§ **Extrait fourni**

Ce jeudi 2 et vendredi 3 Octobre, le Jerk Off Festival s’associe à l’Étoile du Nord pour une soirée haute en couleur. C’est trois propositions que vous pourrez retrouver sur scène : Éjaculats & Capital de Nadège Piton et Estelle Benazet H., La Sainte Randonnée de Romy Alizée et Vivian Allard et Untitled (Some Faggy Gestures) de Andrea Givanovitch…Et ils ont répondu à quelques questions pour Friction Magazine.

(crédit photo : Bernard Bousquet)
Bonjour à vous trois, pouvez-vous vous présenter ? Quel·le artiste êtes vous ?
Estelle Benazet Heugenhauser aka Black Hole : J’écris des textes. La plupart du temps ils sont diffusés sur papier, comme mon roman, Le régime parfait (Rotolux Press), ou dernièrement ma nouvelle, Incontinence Made in Europe, un délire exhibitionniste où on croise Sissi l’Impératrice et Rocco Siffredi, et qui sort début octobre dans la revue Trou Noir #5. J’aime aussi que mes textes soient incarnés sur scène. Écrire, lire à haute voix, sont des manières de mettre les corps à l’épreuve, d’exhorter la dépense libidinale.
Nadège aka Despair, binôme de Black Hole : Et moi, je propose des stratégies scéniques instables, des sabotages, des programmes de transmission d’erreurs système, je module l’énergie, j’explore les pulsions, j’expulse les dépendances.
Andrea Givanovitch : Je suis danseur, performeur et chorégraphe. Je suis basé à Paris, ma compagnie Collectif MM (Melted Milk) est basée à Toulouse, et je travaille également à l’étranger, notamment en Grèce, aux Pays-Bas ou en Autriche. J’ai vécu près de dix ans à l’étranger avant de revenir en France il y a deux ans. Ma pratique chorégraphique est intrinsèquement liée à ma condition d’artiste et de personne queer, qui infuse mes créations, en particulier les solos que j’ai créés ces dernières années, dont Untitled (Some Faggy Gestures) que vous découvrirez au festival. Cette pièce est une introspection de mon expérience personnelle et artistique, en écho aux références d’artistes queer qui m’ont aidé à nourrir cette réflexion sur ma condition, et surtout à me donner les outils manquant pour en exprimer toute la complexité.
Romy Alizée & Vivian Allard (Plus petit que trois) : Romy écrit, performe, chante et est aussi photographe. Vivian est compositeur et musicien. On a collaboré en 2024 sur le documentaire C(h)oeur de sex worker (L’Expérience, France Culture, co-écrit avec Élisa Monteil) et on a lancé Sainte Randonnée suite à une proposition d’un festival.

§ **Données extraites**
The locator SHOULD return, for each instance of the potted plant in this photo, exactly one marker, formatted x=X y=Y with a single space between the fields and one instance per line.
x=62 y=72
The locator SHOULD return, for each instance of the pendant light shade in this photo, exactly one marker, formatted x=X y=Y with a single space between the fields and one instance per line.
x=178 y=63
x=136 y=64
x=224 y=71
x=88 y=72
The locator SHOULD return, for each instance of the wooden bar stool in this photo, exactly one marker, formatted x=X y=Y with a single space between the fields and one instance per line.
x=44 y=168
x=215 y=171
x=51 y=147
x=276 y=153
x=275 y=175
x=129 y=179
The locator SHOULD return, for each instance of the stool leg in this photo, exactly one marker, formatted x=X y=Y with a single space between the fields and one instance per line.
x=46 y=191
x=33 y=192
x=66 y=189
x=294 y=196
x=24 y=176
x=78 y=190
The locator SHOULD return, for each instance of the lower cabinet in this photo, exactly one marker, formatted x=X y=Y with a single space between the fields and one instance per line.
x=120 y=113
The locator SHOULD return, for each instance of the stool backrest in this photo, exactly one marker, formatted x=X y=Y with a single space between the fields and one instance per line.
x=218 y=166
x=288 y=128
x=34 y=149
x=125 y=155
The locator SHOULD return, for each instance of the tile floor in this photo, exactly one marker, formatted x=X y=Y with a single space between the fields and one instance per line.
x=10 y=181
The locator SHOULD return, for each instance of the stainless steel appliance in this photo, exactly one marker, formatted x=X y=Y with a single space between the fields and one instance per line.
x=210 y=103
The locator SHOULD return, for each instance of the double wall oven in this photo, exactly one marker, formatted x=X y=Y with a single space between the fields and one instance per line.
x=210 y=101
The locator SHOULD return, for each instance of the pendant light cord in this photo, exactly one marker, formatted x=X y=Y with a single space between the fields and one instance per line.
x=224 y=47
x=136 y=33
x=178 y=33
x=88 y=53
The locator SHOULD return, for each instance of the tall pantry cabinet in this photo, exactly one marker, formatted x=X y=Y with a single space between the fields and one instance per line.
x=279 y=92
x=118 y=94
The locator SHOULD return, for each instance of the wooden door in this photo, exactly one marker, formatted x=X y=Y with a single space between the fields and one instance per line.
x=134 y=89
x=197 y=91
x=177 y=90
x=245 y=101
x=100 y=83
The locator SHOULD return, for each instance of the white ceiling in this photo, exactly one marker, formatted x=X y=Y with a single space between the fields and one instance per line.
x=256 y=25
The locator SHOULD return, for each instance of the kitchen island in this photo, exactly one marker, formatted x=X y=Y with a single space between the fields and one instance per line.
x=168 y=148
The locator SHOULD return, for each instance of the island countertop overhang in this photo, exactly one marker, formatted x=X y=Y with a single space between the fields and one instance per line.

§ **Consignes et exercices**
**a)** Dans l'extrait sur le festival, dans quelle ville se trouve la compagnie d'Andrea Givanovitch ?
**b)** Poursuivez, s'il vous plaît, l'extrait sur le festival à partir de sa dernière phrase.

§ **Corrigé des exercices**
**a)** À Toulouse.

**b)**
Cette année, vous êtes programmé·e·s dans le festival Jerk Off. Qu’est-ce que cela représente pour vous d’être au coeur de la programmation d’un festival queer, féministe ?
Romy : C’est la troisième fois que je suis programmée par Jerk Off donc je leur dois beaucoup. Les soutiens fidèles sont extrêmement précieux pour pouvoir tester de nouvelles choses, de nouvelles formes, dans un cadre où, en prime, on ne va pas me censurer.
Despair : Jerk Off accueille les corps et les histoires qui n’intéressent plus les algorithmes culturels. Je me sens à ma place.
Black Hole : Je ne sais pas. Je ne m’identifie pas comme personne queer. Ça me gratte, toutes ces étiquettes.
Andrea Givanovitch : Compte tenu du contenu de mon travail et des revendications politiques et artistiques qui l’accompagnent, je considère cette présentation comme une forme de restitution à la communauté qui m’a permis de trouver l’émancipation nécessaire à ma condition d’artiste aujourd’hui. C’est un véritable désir de partager mon travail dans ce type de contexte, d’être au cœur de cet essor communautaire et artistique tel que celui de Jerk Off, et un honneur d’être aux côtés d’artistes qui partagent mes valeurs.
Le festival rencontre plusieurs difficultés, notamment financières. Que pensez vous de l’état de la culture aujourd’hui ? Et notamment de la culture en tant qu’artiste queer ?
Romy : Je suis partagée : d’un côté, il n’y a plus de tunes dans certains domaines, de l’autre, ça ne change rien à ma pratique car seule une infime partie de mes oeuvres/projets a été financée par des institutions. Disons qu’avant, ce n’était déjà pas dingue, mais là… il va falloir reconsidérer l’avenir. Le plus important à mon sens est de continuer à s’exprimer par l’art et à parler avec d’autres artistes queer de ce que nous traversons en terme de difficultés.
Andrea : Ce qui se passe aujourd’hui est dramatique : la culture, la santé, l’éducation, tout notre système social est sacrifié au profit d’un capitalisme qui s’attaque aux plus vulnérables. En tant qu’artiste queer, je sais que ma position d’homme blanc cis me donne certains privilèges, mais elle ne me protège pas des critiques qui qualifient mon travail de « provocant » ou « niche ». La seule provocation que je porte est celle d’affirmer ma condition queer et c’est précisément cela qui dérange, au point d’empêcher la diffusion de mon travail dans certains lieux.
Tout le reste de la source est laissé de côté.